## Extract to read
%%
(Reuters) – British-Korean driver Jack Aitken, overwhelmed by the response he received from fans in South Korea after his Formula One debut last year, hopes to use his newfound support to catch the eye of teams looking to tap into the East Asian market.
Aitken made his F1 debut for Williams at the Sakhir Grand Prix as a replacement for George Russell, who stood in for Lewis Hamilton at Mercedes after he tested positive for COVID-19.
Aitken, born in London to a Scottish father and Korean mother, said he had made waves in Korea despite a 16th-place finish in Bahrain.
“There was a big response – more than I expected – which was amazing because traditionally Formula One hasn’t been as popular in Korea,” he told the South China Morning Post.
“Interest in motorsport is still young. We do have a lot of Korean fans getting in touch and many who follow the races because of my heritage. I’ve had a lot of questions asking about how to get involved.”
%%
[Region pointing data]
%%
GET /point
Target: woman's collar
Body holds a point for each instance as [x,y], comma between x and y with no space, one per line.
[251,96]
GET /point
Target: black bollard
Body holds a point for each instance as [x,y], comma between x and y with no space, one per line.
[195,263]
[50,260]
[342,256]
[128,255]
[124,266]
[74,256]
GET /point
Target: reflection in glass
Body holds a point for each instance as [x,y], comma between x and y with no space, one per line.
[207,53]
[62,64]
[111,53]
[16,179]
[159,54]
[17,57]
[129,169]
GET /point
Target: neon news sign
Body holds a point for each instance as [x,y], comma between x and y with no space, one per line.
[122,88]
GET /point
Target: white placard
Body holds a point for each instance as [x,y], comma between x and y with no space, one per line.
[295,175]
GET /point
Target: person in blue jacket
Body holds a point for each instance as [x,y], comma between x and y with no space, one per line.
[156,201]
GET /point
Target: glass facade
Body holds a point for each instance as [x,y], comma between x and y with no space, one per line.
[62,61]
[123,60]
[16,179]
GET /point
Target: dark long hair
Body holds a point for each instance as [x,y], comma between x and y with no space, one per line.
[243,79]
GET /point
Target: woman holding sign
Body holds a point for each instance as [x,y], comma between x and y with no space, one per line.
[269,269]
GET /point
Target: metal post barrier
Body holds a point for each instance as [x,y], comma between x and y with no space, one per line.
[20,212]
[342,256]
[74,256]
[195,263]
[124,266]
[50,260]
%%
## Exercise tasks
1 – Which people does the Aitken report name?
2 – Does each statement agree with the Aitken report? (a) Aitken finished 16th in Bahrain. (b) Aitken's mother is Scottish. (c) Aitken drove for Mercedes at the Sakhir Grand Prix. Answer yes or no for each, quoting the deciding words.

## Answers given
1 – Jack Aitken, George Russell, Lewis Hamilton

2 –
(a) Yes: "despite a 16th-place finish in Bahrain"
(b) No: "born in London to a Scottish father and Korean mother"
(c) No: "Aitken made his F1 debut for Williams at the Sakhir Grand Prix"